- _TASK DETAILS_:
Look through the entries that follow and count the lines with the word "bowl". The reply is that number alone.

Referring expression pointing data

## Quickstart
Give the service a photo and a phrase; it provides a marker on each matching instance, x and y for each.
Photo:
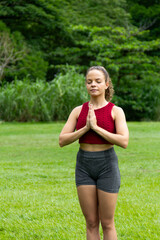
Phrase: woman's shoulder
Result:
(78, 109)
(117, 111)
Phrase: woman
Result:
(100, 124)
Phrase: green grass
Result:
(38, 198)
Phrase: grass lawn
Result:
(38, 198)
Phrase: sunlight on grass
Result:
(38, 194)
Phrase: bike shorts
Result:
(98, 168)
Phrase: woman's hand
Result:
(92, 117)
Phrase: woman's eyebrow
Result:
(95, 79)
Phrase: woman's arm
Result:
(68, 133)
(121, 137)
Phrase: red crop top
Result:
(104, 120)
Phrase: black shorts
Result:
(98, 168)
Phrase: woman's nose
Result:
(93, 83)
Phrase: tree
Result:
(146, 16)
(9, 54)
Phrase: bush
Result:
(42, 101)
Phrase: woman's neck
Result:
(98, 102)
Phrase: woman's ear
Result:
(107, 84)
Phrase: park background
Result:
(46, 46)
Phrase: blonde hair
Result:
(109, 91)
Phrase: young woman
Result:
(99, 125)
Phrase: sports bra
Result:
(104, 120)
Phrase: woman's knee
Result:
(92, 223)
(107, 225)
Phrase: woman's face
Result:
(95, 83)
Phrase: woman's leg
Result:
(89, 204)
(107, 204)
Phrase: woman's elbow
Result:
(125, 144)
(61, 143)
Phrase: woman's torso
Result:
(94, 147)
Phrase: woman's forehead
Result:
(95, 74)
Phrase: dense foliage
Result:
(53, 42)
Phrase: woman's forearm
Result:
(118, 139)
(67, 138)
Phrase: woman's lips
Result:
(93, 90)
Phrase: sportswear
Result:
(104, 120)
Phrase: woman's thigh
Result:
(88, 200)
(107, 204)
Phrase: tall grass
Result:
(40, 100)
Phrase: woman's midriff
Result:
(95, 147)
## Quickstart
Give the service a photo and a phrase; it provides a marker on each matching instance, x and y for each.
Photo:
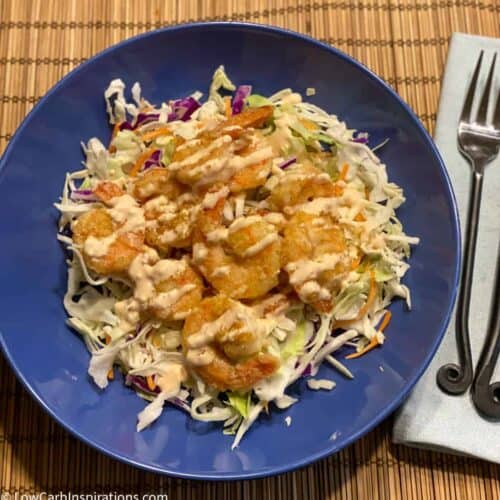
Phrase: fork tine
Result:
(496, 114)
(483, 106)
(466, 110)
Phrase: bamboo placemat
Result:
(405, 42)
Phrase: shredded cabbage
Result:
(302, 339)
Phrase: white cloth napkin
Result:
(431, 419)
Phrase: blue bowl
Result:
(51, 360)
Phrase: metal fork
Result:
(479, 142)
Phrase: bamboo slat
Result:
(405, 42)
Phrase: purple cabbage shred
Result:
(83, 195)
(242, 92)
(287, 163)
(153, 161)
(182, 109)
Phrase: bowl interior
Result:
(52, 360)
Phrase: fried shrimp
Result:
(300, 185)
(225, 344)
(314, 257)
(107, 190)
(156, 182)
(242, 260)
(170, 223)
(232, 152)
(111, 237)
(167, 289)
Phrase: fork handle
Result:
(456, 378)
(486, 396)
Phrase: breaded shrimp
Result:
(167, 289)
(156, 182)
(313, 256)
(225, 342)
(170, 223)
(242, 260)
(106, 250)
(300, 185)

- _RESPONSE_:
2